#### EXTRACTED RECORDS

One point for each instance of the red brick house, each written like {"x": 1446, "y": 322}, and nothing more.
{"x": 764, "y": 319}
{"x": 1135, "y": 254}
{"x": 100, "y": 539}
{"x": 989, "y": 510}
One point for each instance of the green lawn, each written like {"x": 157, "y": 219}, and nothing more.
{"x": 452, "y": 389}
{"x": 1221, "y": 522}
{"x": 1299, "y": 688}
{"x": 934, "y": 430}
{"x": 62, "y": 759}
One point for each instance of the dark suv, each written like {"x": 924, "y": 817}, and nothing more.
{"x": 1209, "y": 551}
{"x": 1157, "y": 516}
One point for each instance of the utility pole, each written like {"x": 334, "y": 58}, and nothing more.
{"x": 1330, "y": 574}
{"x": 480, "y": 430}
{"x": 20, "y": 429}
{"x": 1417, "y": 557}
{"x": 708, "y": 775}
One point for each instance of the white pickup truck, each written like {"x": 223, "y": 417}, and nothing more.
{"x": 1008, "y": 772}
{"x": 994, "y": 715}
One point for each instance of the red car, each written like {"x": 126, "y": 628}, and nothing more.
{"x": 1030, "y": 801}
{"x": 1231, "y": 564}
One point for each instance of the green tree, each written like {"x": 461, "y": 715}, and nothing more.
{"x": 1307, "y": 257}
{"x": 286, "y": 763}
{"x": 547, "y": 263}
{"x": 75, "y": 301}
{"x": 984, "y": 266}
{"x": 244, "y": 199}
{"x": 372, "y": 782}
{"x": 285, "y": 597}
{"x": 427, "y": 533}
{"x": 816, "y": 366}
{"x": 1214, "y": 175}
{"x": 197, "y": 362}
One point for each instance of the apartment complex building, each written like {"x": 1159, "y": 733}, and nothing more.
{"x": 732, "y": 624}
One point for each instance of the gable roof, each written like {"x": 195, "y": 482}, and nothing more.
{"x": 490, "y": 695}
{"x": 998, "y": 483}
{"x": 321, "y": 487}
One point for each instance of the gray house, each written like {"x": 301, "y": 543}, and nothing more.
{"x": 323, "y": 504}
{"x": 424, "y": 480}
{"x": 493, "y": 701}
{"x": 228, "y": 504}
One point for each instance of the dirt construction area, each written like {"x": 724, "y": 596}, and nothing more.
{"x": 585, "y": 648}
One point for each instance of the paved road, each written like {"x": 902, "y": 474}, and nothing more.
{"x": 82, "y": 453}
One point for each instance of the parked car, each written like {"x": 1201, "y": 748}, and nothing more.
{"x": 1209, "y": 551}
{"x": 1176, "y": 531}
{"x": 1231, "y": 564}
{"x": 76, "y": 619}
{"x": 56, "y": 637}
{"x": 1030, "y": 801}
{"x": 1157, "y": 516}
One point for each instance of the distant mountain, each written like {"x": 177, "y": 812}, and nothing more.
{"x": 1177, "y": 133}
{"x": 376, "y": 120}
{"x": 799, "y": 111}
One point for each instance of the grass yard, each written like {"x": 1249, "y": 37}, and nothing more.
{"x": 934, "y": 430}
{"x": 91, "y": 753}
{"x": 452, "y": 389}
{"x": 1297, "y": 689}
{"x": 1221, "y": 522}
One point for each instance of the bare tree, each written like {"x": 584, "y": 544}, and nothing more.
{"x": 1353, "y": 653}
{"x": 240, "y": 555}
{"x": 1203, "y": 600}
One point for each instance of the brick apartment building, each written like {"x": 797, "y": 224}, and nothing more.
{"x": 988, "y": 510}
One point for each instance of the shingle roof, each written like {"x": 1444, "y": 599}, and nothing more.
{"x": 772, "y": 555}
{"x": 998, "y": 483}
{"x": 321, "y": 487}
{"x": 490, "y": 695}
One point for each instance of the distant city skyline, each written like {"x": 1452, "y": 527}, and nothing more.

########

Each line from the one containing "One point for each instance of the distant mountain, each" to the end of the records should be echoed exactly, and no other line.

[EXPECTED OUTPUT]
One point for each instance of the distant mountain, each written like {"x": 177, "y": 812}, and nothing more.
{"x": 1177, "y": 133}
{"x": 376, "y": 120}
{"x": 799, "y": 111}
One point for each instance of the grass yard, each written like {"x": 1249, "y": 37}, and nothing more.
{"x": 934, "y": 430}
{"x": 91, "y": 753}
{"x": 452, "y": 389}
{"x": 1297, "y": 689}
{"x": 1221, "y": 522}
One point for each instance of the bare tree, each written like {"x": 584, "y": 544}, and nothing more.
{"x": 1353, "y": 653}
{"x": 240, "y": 555}
{"x": 1203, "y": 600}
One point for each instance of the brick apartment building, each written like {"x": 797, "y": 224}, and nothing more.
{"x": 988, "y": 510}
One point for each instance of the shingle roof, each written like {"x": 1444, "y": 599}, and nothing more.
{"x": 772, "y": 555}
{"x": 998, "y": 483}
{"x": 321, "y": 487}
{"x": 490, "y": 695}
One point for each instance of the distant city skyline, each written like {"x": 1452, "y": 527}, and nothing more.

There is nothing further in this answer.